Raw records:
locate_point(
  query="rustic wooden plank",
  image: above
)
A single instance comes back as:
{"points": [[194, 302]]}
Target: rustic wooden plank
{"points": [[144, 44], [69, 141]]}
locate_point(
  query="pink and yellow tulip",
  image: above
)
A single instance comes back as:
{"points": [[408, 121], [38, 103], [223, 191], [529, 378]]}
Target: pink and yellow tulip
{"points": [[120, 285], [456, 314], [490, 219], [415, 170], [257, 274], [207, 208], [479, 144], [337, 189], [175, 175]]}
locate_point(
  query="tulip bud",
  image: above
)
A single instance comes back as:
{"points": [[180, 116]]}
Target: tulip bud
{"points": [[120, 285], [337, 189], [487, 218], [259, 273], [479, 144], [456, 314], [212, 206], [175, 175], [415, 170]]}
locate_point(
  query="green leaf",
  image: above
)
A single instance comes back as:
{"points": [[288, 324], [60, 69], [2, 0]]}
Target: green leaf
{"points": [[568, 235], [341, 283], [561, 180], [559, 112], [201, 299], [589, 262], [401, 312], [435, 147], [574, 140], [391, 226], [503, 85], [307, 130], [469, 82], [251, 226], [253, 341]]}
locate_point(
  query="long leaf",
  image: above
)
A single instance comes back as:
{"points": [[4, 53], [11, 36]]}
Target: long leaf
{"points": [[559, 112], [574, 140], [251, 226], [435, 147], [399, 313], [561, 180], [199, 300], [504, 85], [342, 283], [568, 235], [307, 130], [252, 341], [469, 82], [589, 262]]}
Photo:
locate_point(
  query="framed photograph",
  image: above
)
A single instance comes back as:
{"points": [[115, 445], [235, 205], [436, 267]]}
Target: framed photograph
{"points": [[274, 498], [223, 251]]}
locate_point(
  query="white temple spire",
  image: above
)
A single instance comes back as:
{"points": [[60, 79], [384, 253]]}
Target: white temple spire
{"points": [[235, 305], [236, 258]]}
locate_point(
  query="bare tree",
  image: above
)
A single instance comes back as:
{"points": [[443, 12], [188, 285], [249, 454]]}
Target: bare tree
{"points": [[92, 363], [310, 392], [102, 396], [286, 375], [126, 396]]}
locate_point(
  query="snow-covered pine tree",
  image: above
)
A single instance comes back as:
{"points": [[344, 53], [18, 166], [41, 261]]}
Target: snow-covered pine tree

The problem: Copy every record above exactly as it appears.

Task result:
locate_point(
  query="rustic wooden plank",
  image: above
)
A single instance comes back as:
{"points": [[194, 302]]}
Target: rustic wooden plank
{"points": [[144, 44], [69, 141]]}
locate_point(
  query="pink and yellow tulip",
  image: above
)
A single instance comes back as:
{"points": [[408, 121], [38, 103], [223, 191], [529, 378]]}
Target: pink and yellow tulip
{"points": [[120, 285], [456, 314], [490, 219], [415, 170], [257, 274], [207, 208], [479, 144], [337, 189], [175, 175]]}
locate_point(
  query="tulip bud",
  image: above
)
A single instance comes back as:
{"points": [[180, 116]]}
Target: tulip bud
{"points": [[120, 285], [337, 189], [487, 218], [259, 273], [479, 144], [456, 314], [212, 206], [175, 175], [415, 170]]}
locate_point(
  query="green leaf",
  image: above
)
A single instance comes back as:
{"points": [[288, 324], [60, 69], [2, 0]]}
Target: green leaf
{"points": [[568, 235], [341, 283], [561, 180], [559, 112], [201, 299], [589, 262], [401, 312], [435, 147], [574, 140], [391, 226], [503, 85], [307, 130], [469, 82], [251, 226], [253, 341]]}
locate_point(
  query="long leaf",
  image: above
)
A single instance comes back as:
{"points": [[4, 53], [11, 36]]}
Target: long leaf
{"points": [[559, 112], [574, 140], [251, 226], [435, 147], [399, 313], [561, 180], [199, 300], [504, 85], [342, 283], [568, 235], [307, 130], [252, 341], [469, 82], [589, 262]]}
Photo:
locate_point(
  query="framed photograph",
  image: above
)
A single instance comes back as:
{"points": [[115, 445], [235, 205], [436, 267]]}
Target: framed photograph
{"points": [[274, 498], [223, 251]]}
locate_point(
  query="white temple spire",
  image: above
)
A single instance comes back as:
{"points": [[60, 79], [384, 253]]}
Target: white temple spire
{"points": [[235, 305], [236, 258]]}
locate_point(
  query="bare tree",
  image: above
)
A single instance comes back as:
{"points": [[443, 12], [188, 285], [249, 454]]}
Target: bare tree
{"points": [[92, 363], [310, 392], [102, 396], [286, 375], [126, 396]]}
locate_point(
  query="snow-covered pine tree",
  image: above
)
A single instance comes back as:
{"points": [[344, 53], [18, 166], [41, 261]]}
Target: snow-covered pine tree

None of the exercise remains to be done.